◆ **EXERCISE TASK 1**
Decide whether each statement below agrees with the speaker biographies. For each one, answer yes or no and quote the words of the speaker biographies that decide it. (a) Martha Bayles has written two books. (b) Arthur C. Brooks's book Gross National Happiness had already been released. (c) Christopher DeMuth once served as staff assistant to President Reagan.

◆ **PASSAGE TO READ**
§ §

Speaker biographies 

 

Martha Bayles writes for The Weekly Standard, the New York Sun, The Wilson Quarterly, the Wall Street Journal, the Claremont Review of Books, and many other publications. Her blog, “Serious Popcorn,” can be found at ArtsJournal.com. She is the author of two books: Ain’t That a Shame? Censorship and the Culture of Transgression  (Institute for the Study of the Americas, 1996) and Hole in Our Soul: The Loss of Beauty and Meaning in American Popular Music (University of Chicago Press, 1994). She is currently on the faculty of the honors program at Boston College and a visiting fellow at the Aspen Institute Berlin.

 

Arthur C. Brooks is the Louis A. Bantle Professor of Business and Government Policy at Syracuse University’s Maxwell School of Citizenship and Public Affairs and a visiting scholar at AEI, where he researches culture, philanthropy, and social entrepreneurship. He is the author of Who Really Cares: The Surprising Truth about Compassionate Conservatism (Basic Books, 2006), which examines American charitable giving, and he has just finished Gross National Happiness: Why Happiness Matters for America—and How We Can Get More of It, which will be released in May.

 

Christopher DeMuth has been president of AEI since 1986. He was previously managing director of Lexecon Inc., an economics consulting firm; editor and publisher of Regulation magazine; administrator for regulatory affairs at the Office of Management and Budget; executive director of the Presidential Task Force on Regulatory Relief in the Reagan administration; lecturer and director of regulatory studies at Harvard’s Kennedy School of Government; an attorney with the Consolidated Rail Corporation and the law firm of Sidley & Austin; and staff assistant to President Richard Nixon. He is a director of the State Farm Mutual Automobile Insurance Companies and two family companies. Mr. DeMuth’s essays have appeared in The American Enterprise, Harvard Law Review, Yale Journal of Regulation, the Wall Street Journal, Commentary, and other publications.

§ §

◆ **ITEMS**
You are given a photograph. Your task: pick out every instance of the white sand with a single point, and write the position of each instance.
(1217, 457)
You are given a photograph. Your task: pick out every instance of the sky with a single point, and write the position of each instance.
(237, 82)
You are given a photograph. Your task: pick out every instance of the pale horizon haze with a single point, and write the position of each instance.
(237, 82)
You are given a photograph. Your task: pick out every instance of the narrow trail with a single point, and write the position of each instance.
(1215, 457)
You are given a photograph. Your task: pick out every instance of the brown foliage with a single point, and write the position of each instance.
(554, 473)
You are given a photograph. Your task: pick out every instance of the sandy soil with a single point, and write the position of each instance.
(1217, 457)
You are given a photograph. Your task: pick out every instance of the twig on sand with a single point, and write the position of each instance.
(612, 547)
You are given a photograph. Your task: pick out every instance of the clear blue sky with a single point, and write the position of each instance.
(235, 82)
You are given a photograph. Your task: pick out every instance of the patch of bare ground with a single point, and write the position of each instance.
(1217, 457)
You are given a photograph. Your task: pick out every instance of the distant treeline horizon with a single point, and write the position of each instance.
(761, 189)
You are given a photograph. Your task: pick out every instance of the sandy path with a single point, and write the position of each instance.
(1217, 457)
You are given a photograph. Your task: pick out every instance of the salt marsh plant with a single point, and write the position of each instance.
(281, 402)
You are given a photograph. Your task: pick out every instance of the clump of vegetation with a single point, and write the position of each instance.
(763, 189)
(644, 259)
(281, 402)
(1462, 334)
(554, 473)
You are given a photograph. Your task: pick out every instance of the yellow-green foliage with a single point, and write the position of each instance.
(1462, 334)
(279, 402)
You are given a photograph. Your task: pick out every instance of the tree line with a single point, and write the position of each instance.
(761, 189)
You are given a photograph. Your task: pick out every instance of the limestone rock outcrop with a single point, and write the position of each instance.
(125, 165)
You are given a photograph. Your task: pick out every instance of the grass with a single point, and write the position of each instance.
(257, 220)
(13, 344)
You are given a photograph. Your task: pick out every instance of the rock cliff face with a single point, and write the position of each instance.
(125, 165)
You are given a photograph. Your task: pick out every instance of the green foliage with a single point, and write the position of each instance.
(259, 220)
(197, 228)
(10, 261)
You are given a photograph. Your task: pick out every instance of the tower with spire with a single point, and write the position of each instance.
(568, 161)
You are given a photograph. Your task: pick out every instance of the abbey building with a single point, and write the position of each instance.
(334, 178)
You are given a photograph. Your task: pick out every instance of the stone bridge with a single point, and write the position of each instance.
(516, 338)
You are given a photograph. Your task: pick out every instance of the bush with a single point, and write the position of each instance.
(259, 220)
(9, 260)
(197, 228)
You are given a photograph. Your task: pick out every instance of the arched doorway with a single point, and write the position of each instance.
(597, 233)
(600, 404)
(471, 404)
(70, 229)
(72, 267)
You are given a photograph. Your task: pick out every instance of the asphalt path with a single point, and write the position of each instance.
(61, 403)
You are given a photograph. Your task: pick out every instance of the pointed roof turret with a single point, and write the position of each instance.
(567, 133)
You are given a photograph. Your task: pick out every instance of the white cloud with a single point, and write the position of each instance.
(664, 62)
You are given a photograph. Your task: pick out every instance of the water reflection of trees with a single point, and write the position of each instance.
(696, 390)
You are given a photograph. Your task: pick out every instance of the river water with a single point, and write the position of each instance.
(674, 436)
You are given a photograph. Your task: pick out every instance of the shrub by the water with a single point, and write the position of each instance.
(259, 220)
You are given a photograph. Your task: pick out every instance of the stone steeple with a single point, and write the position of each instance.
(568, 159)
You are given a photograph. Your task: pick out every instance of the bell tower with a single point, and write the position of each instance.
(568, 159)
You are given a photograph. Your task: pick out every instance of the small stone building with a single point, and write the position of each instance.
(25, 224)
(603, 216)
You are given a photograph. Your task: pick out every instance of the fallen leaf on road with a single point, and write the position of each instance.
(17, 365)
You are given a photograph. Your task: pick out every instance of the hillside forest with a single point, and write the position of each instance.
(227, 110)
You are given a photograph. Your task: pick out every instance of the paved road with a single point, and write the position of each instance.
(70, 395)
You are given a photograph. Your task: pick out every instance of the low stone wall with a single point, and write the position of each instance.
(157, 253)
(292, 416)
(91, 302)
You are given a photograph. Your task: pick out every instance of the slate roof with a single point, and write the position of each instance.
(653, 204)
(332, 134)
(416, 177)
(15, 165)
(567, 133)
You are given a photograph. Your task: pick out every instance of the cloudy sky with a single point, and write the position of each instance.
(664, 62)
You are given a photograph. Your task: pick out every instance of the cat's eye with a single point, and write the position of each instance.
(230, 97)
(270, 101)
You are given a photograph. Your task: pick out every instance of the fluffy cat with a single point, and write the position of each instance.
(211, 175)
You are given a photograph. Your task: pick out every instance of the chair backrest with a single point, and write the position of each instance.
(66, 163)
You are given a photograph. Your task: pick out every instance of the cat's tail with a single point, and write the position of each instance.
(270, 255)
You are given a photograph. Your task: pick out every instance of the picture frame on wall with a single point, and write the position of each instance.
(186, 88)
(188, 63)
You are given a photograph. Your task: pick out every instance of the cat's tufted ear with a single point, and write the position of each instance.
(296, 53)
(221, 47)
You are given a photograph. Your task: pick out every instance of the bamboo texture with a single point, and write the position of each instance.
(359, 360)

§ §

◆ **EXERCISE TASK 2**
Repeat everything in the entries from the line containing "of the bamboo" down to the end of the entries, with both ends included.

◆ **EXPECTED ANSWER 1**
(a) Yes: "She is the author of two books"
(b) No: "which will be released in May"
(c) No: "staff assistant to President Richard Nixon"

◆ **EXPECTED ANSWER 2**
You are given a photograph. Your task: pick out every instance of the bamboo texture with a single point, and write the position of each instance.
(359, 360)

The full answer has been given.